* _Instruction_: Output, please, every line from the line that holds "For the trial run, indicate each instance of the elephant's foot" to the end, exactly as written.

|---|

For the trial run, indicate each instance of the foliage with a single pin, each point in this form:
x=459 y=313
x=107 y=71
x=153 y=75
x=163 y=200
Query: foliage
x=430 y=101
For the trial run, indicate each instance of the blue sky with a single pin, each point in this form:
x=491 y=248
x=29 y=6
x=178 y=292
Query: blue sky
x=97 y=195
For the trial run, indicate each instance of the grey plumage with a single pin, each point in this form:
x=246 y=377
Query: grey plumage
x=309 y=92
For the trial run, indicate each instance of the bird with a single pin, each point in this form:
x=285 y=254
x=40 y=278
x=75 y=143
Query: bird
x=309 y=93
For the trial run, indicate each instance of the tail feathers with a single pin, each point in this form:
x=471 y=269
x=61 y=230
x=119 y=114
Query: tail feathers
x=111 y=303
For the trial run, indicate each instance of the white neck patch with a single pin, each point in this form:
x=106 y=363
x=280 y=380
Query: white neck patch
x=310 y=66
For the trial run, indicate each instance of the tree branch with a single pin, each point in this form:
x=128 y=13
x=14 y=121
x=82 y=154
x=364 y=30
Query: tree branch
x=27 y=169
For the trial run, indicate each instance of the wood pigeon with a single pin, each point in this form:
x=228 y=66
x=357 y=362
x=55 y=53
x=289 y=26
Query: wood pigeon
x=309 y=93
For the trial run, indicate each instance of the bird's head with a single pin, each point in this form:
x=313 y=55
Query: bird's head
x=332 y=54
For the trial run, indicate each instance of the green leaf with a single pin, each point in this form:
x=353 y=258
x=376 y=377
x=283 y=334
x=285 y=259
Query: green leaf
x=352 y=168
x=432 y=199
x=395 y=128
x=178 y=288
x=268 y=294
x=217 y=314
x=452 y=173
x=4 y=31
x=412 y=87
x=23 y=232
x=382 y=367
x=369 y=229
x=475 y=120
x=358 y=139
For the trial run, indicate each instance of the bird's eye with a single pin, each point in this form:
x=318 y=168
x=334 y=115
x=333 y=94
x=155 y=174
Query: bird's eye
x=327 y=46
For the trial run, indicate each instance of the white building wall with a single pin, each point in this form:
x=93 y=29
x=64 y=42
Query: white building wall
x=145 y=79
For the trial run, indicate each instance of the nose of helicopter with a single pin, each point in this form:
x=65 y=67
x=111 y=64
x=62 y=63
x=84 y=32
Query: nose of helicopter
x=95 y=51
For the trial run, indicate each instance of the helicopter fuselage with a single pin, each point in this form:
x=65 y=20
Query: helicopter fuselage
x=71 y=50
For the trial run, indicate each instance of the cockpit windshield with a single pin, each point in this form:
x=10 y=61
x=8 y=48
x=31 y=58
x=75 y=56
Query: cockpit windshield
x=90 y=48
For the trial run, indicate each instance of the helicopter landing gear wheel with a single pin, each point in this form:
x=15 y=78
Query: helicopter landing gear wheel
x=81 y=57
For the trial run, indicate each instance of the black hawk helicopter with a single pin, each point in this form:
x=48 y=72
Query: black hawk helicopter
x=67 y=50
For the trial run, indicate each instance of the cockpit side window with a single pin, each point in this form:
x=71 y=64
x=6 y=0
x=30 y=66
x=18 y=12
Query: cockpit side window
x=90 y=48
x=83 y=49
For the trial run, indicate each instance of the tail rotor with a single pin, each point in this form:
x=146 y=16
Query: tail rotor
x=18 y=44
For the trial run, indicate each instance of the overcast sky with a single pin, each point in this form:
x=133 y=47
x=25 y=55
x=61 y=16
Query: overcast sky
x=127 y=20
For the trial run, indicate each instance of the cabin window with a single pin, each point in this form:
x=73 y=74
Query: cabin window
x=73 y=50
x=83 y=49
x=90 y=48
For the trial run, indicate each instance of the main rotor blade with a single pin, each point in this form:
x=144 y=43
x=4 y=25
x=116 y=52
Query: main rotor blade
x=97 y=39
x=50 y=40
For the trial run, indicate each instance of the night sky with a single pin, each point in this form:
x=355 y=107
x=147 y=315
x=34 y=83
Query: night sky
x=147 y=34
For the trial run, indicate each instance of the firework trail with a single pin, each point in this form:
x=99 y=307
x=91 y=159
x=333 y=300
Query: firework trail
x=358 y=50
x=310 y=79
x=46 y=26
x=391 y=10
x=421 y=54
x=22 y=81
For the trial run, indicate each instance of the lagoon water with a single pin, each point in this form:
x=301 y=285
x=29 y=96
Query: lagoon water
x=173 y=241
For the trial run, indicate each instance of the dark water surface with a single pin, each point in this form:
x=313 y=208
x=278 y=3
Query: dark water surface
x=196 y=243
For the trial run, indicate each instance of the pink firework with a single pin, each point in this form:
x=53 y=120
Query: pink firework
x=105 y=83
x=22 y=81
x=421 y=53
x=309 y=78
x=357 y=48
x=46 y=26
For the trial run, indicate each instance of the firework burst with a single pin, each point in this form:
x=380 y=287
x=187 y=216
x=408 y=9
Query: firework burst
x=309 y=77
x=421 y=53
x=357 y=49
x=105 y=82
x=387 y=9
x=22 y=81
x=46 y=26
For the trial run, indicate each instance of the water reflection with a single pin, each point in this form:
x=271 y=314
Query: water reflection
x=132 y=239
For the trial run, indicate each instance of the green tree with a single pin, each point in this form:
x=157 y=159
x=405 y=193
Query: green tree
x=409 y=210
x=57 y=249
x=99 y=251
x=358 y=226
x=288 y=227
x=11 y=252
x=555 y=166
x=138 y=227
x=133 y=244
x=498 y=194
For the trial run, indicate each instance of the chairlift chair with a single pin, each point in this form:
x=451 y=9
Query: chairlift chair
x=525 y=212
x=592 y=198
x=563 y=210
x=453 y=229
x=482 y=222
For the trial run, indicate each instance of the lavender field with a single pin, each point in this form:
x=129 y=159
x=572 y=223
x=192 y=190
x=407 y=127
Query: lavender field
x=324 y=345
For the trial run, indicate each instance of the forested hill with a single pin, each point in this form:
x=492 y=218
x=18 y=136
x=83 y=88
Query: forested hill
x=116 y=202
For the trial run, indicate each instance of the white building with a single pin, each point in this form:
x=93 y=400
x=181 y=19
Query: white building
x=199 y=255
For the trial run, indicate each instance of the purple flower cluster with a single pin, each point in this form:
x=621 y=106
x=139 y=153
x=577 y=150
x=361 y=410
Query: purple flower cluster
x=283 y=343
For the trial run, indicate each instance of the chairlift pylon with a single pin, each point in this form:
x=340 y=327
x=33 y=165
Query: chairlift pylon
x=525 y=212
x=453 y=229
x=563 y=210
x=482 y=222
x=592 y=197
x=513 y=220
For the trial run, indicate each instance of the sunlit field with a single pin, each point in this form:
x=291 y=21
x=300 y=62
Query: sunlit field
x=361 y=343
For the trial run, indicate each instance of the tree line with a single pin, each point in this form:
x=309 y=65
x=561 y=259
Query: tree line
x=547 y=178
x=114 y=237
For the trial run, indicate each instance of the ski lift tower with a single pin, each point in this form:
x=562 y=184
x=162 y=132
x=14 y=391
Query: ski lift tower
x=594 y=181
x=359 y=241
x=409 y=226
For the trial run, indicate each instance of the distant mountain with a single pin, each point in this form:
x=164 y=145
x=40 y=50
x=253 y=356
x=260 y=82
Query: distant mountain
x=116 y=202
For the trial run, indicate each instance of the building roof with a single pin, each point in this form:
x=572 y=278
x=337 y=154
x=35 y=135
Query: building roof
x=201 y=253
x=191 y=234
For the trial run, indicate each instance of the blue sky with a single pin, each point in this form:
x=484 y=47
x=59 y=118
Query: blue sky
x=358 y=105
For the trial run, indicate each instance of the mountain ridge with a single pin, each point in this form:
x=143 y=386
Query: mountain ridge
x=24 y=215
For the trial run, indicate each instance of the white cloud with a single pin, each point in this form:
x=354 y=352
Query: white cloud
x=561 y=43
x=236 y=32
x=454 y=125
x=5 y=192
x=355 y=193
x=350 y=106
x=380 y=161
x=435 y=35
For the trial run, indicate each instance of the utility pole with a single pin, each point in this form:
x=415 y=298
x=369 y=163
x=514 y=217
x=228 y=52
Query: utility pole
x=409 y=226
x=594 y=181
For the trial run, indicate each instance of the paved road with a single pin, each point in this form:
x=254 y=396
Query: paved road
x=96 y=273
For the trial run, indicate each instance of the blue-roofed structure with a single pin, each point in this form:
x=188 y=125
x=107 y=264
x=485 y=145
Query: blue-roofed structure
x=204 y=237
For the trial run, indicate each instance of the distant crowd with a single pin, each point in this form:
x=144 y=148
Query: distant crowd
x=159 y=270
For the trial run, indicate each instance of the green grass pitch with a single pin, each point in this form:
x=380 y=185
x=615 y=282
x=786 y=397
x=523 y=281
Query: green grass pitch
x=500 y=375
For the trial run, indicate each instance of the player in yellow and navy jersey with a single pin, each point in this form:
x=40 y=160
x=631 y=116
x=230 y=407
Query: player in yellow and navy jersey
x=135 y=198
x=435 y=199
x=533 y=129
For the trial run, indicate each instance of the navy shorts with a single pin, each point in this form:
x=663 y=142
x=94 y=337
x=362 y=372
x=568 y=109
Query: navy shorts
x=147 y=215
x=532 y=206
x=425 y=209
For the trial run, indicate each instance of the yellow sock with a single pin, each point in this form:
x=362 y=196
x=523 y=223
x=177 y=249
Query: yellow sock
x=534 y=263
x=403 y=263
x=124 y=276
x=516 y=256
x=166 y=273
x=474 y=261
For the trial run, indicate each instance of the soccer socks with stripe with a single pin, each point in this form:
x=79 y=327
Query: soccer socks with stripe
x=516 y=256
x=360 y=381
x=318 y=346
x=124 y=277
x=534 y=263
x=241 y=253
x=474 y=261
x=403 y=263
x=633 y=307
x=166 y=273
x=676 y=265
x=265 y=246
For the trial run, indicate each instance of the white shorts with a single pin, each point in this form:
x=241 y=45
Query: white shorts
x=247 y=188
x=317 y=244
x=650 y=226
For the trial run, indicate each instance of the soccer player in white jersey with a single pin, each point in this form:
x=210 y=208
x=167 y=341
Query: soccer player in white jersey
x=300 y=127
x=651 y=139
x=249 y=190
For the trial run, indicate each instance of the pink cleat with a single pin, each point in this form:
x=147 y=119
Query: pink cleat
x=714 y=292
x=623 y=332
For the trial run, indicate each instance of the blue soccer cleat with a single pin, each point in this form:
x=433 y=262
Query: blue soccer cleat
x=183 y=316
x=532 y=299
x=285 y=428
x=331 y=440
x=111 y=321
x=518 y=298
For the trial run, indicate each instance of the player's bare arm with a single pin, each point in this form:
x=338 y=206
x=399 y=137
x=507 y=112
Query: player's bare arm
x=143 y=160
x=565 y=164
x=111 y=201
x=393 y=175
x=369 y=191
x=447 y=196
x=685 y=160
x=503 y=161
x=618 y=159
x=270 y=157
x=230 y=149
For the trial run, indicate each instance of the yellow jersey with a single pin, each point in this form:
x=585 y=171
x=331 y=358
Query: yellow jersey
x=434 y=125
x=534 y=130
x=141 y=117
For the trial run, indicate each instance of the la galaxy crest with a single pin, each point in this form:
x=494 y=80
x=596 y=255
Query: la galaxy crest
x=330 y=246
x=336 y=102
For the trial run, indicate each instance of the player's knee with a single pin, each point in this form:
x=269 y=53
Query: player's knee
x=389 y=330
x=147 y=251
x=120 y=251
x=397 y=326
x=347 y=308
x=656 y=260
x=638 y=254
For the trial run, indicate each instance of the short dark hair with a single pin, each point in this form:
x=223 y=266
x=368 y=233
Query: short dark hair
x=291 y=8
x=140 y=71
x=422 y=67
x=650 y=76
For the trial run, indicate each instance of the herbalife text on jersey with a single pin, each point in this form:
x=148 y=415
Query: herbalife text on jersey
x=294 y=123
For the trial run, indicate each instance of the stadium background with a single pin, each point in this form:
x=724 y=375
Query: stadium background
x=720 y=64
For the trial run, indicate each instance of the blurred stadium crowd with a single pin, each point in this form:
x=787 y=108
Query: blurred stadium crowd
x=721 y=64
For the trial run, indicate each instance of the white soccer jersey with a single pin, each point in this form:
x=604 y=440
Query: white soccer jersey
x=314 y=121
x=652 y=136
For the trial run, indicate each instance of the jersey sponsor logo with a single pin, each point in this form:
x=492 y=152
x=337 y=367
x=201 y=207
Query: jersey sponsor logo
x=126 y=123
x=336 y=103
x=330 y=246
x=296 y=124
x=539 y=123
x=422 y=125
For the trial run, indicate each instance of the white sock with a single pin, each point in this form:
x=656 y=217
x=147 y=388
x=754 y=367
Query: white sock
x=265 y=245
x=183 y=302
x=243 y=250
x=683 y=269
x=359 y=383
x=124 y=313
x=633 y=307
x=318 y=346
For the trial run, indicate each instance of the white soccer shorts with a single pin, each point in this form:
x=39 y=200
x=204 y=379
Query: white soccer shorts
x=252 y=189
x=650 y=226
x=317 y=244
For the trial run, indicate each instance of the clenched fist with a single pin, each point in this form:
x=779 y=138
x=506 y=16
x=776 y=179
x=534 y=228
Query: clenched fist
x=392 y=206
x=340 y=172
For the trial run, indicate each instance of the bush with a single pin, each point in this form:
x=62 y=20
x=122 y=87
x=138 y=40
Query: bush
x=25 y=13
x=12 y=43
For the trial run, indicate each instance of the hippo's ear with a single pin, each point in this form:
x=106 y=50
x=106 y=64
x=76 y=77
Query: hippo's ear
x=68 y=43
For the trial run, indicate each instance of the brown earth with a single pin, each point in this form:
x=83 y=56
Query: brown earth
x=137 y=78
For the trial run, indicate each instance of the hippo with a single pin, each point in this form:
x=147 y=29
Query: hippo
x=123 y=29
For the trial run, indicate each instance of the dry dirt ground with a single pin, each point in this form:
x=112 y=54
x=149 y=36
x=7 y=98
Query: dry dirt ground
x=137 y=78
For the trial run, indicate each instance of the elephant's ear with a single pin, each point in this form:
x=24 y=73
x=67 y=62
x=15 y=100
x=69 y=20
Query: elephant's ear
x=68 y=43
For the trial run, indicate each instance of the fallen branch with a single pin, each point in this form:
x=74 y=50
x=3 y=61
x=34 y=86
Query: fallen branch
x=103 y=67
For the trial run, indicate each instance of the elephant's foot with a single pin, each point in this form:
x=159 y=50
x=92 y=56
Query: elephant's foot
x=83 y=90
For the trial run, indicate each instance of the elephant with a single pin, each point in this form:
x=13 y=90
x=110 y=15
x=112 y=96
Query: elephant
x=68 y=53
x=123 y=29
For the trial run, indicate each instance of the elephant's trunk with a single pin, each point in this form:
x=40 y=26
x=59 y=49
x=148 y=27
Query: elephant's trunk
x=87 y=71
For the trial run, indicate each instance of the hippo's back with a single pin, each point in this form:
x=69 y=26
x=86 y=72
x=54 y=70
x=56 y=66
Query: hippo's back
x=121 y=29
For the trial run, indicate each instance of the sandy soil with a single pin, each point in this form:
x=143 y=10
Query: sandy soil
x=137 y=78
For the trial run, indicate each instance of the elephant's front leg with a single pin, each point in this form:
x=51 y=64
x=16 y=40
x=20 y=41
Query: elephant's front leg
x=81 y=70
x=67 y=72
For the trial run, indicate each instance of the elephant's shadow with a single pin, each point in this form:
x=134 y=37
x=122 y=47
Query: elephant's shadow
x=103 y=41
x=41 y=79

|---|

* _Task solution_:
For the trial run, indicate each instance of the elephant's foot with a single pin, each point in this form:
x=159 y=50
x=92 y=56
Query: elephant's foot
x=83 y=90
For the trial run, indicate each instance of the elephant with a single pin, each point in this form:
x=13 y=90
x=110 y=15
x=112 y=96
Query: elephant
x=68 y=53
x=123 y=29
For the trial run, indicate each instance of the elephant's trunk with a single pin, each point in this form:
x=40 y=26
x=59 y=49
x=148 y=27
Query: elephant's trunk
x=87 y=71
For the trial run, indicate each instance of the hippo's back with a single pin, each point in this form:
x=69 y=26
x=86 y=72
x=54 y=70
x=56 y=66
Query: hippo's back
x=121 y=29
For the trial run, indicate each instance of the sandy soil with a single pin, each point in this form:
x=143 y=10
Query: sandy soil
x=137 y=78
For the trial run, indicate each instance of the elephant's front leg with a single pin, each point in this form:
x=51 y=64
x=16 y=40
x=20 y=41
Query: elephant's front leg
x=81 y=70
x=67 y=72
For the trial run, indicate each instance of the elephant's shadow with a single pin, each point in this form:
x=134 y=37
x=122 y=47
Query: elephant's shadow
x=103 y=41
x=41 y=79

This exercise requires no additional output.